ACTIVITY: Reproduce all records below exactly.

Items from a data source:
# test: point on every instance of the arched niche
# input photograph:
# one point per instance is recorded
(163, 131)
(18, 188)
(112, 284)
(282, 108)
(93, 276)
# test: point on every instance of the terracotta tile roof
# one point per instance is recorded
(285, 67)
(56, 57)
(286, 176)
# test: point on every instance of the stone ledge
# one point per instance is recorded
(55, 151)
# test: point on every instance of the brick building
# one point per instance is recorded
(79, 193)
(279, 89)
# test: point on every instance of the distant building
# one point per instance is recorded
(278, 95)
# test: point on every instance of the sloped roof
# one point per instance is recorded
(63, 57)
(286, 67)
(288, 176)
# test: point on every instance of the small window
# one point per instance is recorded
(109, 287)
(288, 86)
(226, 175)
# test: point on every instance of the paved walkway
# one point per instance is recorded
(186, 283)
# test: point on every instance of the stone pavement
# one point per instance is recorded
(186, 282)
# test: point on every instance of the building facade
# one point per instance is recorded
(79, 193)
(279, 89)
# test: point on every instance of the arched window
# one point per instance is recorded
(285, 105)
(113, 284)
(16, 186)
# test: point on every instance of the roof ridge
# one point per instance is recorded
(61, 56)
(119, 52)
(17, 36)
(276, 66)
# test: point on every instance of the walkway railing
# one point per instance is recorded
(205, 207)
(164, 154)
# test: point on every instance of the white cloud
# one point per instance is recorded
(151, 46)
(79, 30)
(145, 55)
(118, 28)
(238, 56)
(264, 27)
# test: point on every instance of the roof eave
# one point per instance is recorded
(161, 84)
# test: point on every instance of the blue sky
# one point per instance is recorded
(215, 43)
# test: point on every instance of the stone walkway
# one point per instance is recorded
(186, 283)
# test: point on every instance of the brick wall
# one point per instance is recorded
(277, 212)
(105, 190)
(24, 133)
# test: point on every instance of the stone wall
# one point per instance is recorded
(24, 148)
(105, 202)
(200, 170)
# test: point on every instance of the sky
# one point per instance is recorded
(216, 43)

TASK RESPONSE:
# test: point on every instance of the arched niche
# input photograph:
# one point per instance is recorded
(163, 131)
(18, 188)
(112, 284)
(282, 108)
(93, 276)
# test: point on every instance of the terracotta tile roof
# one point per instance is recorded
(285, 67)
(56, 57)
(286, 176)
# test: point on every instance of the stone ledge
# one point per instance is recorded
(55, 151)
# test: point on every instance of the brick building
# one point per instance is recorded
(79, 193)
(279, 89)
# test: point on every instance of the distant building
# one point per instance is recorded
(278, 95)
# test: point on every instance of the sloped roof
# one point per instance is recorded
(63, 57)
(286, 67)
(288, 176)
# test: point on every instance of the small window
# one point per instance is recorded
(109, 287)
(288, 86)
(226, 175)
# test: point on every instance of the paved walkway
# one point per instance is recorded
(186, 283)
# test: point on every instance of the stone pavement
# one point per instance is recorded
(186, 282)
# test: point on every instance of the building facade
# one point per instance is recorded
(79, 193)
(279, 89)
# test: point on every instance of the arched window
# one point per instance is recorded
(285, 105)
(113, 284)
(16, 186)
# test: point on every instance of the roof ridge
# one point per instance is recorded
(61, 56)
(119, 52)
(17, 36)
(276, 66)
# test: point on every instance of the walkway railing
# one point per instance is recorded
(205, 207)
(164, 154)
# test: point on every instance of the white cloud
# one point per instance is recorded
(151, 46)
(79, 30)
(145, 55)
(118, 28)
(238, 56)
(264, 27)
# test: point on every instance of the roof eave
# one point per instance is recorded
(161, 84)
# test: point on every instance of the blue sky
# one point per instance is recorded
(215, 43)
# test: point on every instance of the stone walkway
# one point per instance is recorded
(186, 283)
# test: point on every instance of the brick wall
# one point per instance is recorded
(277, 212)
(105, 190)
(24, 133)
# test: point on every instance of the stone wall
# one point per instance is recorded
(24, 148)
(105, 202)
(200, 170)
# test: point on every instance of the sky
# one point per instance is recorded
(216, 43)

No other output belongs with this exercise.